## Work instructions
• A. Can you reproduce, word for word, the part of the fragrance review that opens with the words containing "Nothing too strenuous" and closes with "electrifying."?
• B. Could you carry the Miss Dior Cherie fragrance review further, picking up after its last sentence?

## Excerpt provided
-- start --

Nothing too strenuous like actually getting jailed or shit like that, just
tagging a shop shutter perhaps or shoplifting a cashmere scarf at Barneys or
Printemps. It sneered a little. It felt like something new. Of course it echoed
Angel, Lolita Lempicka, Flowerbomb
and Dolly Sui stuff, but the trick was the shimmering sophistication of Nagel’s
original formulation. The sheer quality of ingredients and Nagel’s chutzpah
blending produced a dazzling riff on the chypré, twisting the woods and vanilla
until they squealed. Peach pops up a lot in classical chyprés, but using the buzz
of wild strawberries instead was genius. Rolling them in caramel was obscene
and inspired. Under all the floral play of the original Miss Dior Cherie, the trash and bounce of Nagel’s daring was
electrifying.

-- end --

## Dataset extract
-- start --

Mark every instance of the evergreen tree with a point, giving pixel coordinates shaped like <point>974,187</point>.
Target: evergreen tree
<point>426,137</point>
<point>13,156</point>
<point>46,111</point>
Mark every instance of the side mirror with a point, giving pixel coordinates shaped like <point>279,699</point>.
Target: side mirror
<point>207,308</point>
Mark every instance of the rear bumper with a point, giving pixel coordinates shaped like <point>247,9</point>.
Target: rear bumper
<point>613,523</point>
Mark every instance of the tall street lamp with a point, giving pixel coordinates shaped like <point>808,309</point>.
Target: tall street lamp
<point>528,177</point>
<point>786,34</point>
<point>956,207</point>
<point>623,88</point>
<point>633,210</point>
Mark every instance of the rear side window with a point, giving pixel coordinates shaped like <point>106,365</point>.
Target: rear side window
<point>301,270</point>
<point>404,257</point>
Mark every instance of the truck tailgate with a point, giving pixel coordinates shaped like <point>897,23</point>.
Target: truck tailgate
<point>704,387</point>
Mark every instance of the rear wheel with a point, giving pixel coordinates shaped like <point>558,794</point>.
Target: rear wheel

-- end --

## Responses in order
• A.
Nothing too strenuous like actually getting jailed or shit like that, just
tagging a shop shutter perhaps or shoplifting a cashmere scarf at Barneys or
Printemps. It sneered a little. It felt like something new. Of course it echoed
Angel, Lolita Lempicka, Flowerbomb
and Dolly Sui stuff, but the trick was the shimmering sophistication of Nagel’s
original formulation. The sheer quality of ingredients and Nagel’s chutzpah
blending produced a dazzling riff on the chypré, twisting the woods and vanilla
until they squealed. Peach pops up a lot in classical chyprés, but using the buzz
of wild strawberries instead was genius. Rolling them in caramel was obscene
and inspired. Under all the floral play of the original Miss Dior Cherie, the trash and bounce of Nagel’s daring was
electrifying.

• B.
Then in
2011, François Demachy killed it. The reformulation was terrible, dull and
flat. The bounce died. The juice was insipid. The garish shriek that made the
original so riveting had been silenced. Adding more vetiver and moss in an
attempt to reinforce the chypré aspect of scent actually ruined what had made
it so interesting in the first place. It just became another ubiquitous sheer,
pale gutless floral. Not surprisingly Dior used Natalie Portman for the
re-launch, one of the least interesting actors in the world with the screen
presence of an eggshell.
So Miss Dior Cherie became Miss Dior, (Miss Dior became Miss Dior
Originale) less the brash gum-smacking teen in couture, more the washed out
wallflower aunt who your mother surpassed years ago. I rushed out and bought
four bottles of the original, eked them out and then fell out of love.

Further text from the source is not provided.